■ Records supplied:
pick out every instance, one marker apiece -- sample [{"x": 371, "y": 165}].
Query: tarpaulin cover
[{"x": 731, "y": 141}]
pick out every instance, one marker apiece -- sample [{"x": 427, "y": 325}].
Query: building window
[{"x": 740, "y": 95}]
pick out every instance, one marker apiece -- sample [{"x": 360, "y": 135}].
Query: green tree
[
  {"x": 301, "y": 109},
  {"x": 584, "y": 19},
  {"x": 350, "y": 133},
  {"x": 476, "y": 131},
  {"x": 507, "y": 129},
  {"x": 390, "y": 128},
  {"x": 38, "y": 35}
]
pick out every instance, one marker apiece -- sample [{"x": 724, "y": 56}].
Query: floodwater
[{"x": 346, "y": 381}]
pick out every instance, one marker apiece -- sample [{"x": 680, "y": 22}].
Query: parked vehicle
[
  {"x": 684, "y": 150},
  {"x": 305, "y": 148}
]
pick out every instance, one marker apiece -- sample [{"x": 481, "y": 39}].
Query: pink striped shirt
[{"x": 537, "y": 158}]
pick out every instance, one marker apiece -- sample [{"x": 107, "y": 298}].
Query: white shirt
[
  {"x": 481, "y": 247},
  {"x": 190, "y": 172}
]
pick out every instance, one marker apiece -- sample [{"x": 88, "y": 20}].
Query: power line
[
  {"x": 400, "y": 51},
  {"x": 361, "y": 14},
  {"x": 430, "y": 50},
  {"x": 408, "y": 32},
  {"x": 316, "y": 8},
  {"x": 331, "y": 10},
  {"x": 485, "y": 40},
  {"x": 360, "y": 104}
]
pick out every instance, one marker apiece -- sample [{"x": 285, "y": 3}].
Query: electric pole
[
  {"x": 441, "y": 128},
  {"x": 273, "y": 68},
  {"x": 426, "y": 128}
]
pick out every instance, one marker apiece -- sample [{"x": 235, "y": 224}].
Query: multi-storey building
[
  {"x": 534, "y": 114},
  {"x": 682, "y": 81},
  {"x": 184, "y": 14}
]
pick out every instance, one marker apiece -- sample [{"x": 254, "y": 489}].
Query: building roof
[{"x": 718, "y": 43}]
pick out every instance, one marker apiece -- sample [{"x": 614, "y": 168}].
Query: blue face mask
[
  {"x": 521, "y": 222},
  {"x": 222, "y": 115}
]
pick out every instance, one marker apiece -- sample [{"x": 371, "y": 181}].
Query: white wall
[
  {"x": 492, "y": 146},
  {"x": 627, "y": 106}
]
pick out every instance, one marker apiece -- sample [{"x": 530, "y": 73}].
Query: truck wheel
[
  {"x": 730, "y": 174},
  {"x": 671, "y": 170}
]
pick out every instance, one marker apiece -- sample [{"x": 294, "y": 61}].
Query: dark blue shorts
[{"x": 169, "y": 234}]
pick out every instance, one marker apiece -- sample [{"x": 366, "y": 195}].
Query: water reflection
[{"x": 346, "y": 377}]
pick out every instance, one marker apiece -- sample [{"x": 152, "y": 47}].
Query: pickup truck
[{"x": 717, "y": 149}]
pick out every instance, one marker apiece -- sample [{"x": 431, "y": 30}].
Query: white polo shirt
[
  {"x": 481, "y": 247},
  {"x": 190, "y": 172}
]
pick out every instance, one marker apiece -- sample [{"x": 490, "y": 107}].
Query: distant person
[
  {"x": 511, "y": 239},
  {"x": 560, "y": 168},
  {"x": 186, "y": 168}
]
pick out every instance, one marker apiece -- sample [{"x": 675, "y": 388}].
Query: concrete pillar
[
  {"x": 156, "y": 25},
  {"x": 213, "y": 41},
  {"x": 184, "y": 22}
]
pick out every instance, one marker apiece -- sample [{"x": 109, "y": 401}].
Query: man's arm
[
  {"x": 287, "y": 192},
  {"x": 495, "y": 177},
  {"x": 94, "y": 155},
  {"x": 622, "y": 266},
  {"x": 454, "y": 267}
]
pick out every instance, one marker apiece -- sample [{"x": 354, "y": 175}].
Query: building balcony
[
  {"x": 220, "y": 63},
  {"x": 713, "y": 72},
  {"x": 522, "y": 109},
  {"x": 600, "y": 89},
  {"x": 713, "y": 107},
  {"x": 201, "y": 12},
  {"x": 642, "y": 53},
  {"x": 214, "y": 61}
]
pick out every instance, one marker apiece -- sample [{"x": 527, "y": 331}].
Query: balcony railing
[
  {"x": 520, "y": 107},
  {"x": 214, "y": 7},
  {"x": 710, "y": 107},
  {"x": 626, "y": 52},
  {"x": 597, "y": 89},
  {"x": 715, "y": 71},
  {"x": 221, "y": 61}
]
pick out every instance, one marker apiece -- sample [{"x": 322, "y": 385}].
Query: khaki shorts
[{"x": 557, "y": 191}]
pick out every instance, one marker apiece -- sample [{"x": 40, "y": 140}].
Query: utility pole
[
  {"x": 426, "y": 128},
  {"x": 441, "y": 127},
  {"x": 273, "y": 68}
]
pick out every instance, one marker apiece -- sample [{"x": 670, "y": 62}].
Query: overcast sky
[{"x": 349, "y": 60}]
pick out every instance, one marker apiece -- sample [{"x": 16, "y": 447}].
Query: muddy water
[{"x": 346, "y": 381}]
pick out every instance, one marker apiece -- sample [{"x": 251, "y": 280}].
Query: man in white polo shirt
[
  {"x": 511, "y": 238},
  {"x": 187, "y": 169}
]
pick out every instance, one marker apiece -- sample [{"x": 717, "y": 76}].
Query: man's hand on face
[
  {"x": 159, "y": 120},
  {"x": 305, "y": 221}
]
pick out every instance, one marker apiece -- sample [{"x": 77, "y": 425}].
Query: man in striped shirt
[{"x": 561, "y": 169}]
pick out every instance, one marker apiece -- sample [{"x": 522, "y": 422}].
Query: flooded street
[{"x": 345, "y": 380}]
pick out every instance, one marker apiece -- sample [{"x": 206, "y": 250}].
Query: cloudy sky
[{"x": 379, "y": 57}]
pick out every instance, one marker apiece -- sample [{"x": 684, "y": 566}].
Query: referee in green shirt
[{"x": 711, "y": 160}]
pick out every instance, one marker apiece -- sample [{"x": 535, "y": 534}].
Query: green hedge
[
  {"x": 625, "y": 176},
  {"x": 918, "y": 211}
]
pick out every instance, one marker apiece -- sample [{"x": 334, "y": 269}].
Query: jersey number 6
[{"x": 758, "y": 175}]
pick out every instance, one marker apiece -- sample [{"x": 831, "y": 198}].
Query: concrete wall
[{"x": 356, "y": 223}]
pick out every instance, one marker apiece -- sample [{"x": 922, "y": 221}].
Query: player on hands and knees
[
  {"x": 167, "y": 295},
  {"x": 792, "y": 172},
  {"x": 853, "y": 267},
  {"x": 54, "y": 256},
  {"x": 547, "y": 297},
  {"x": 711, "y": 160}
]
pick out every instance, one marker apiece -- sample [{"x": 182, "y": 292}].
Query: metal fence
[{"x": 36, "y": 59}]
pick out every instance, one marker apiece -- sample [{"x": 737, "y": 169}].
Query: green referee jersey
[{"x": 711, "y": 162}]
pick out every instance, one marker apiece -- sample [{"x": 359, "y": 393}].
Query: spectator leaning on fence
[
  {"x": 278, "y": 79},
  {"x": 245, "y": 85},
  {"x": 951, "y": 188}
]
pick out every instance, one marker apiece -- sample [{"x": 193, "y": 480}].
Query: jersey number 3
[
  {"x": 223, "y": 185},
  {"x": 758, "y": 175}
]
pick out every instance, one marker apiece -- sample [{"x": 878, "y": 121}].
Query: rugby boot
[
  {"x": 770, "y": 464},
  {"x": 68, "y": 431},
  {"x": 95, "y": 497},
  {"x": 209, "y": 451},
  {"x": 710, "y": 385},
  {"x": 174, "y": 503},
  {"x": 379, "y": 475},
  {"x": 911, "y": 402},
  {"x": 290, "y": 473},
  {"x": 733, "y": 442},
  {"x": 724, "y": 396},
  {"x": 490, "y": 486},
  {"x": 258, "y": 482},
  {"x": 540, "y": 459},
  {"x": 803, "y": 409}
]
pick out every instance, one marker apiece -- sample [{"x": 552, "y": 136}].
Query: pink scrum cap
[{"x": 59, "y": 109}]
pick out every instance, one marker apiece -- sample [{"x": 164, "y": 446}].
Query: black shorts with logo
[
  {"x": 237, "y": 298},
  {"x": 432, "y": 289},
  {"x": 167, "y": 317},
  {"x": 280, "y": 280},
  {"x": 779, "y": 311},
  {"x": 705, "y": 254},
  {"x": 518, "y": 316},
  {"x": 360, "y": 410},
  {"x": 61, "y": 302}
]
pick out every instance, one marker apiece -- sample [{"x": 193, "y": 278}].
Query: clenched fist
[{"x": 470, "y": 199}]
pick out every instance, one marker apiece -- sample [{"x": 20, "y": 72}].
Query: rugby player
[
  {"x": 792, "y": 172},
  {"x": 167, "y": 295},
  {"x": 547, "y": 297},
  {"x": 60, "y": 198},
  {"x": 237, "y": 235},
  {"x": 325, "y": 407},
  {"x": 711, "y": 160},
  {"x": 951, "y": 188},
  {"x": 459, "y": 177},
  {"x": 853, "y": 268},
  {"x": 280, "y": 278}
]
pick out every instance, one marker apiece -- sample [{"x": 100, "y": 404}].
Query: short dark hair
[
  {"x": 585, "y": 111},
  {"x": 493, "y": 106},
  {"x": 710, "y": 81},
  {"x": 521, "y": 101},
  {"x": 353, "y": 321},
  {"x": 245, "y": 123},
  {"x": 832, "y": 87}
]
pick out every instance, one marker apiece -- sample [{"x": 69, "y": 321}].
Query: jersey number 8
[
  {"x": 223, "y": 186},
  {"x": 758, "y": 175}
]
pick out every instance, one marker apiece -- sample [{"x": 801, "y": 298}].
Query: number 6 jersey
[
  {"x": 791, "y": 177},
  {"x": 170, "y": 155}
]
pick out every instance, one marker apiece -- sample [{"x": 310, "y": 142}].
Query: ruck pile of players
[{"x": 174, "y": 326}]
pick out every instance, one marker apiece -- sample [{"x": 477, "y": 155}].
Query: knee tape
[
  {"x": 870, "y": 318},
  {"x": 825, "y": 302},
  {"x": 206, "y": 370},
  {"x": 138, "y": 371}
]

■ Your objective: The reply must hold exactly the lines from the one containing "Query: jersey number 8" to the last line of the entries, and nothing more.

■ Solution to this exercise:
Query: jersey number 8
[
  {"x": 223, "y": 186},
  {"x": 758, "y": 175}
]
pick out every instance, one marker apiece -- sample [{"x": 801, "y": 298}].
Query: number 6 jersey
[
  {"x": 791, "y": 177},
  {"x": 170, "y": 155}
]
pick out every instance, one marker apiece -- sample [{"x": 310, "y": 142}].
Query: ruck pile of players
[{"x": 174, "y": 326}]
pick out every instance, one marker apiece -- sample [{"x": 477, "y": 155}].
Query: knee tape
[
  {"x": 870, "y": 318},
  {"x": 825, "y": 302},
  {"x": 206, "y": 370},
  {"x": 138, "y": 371}
]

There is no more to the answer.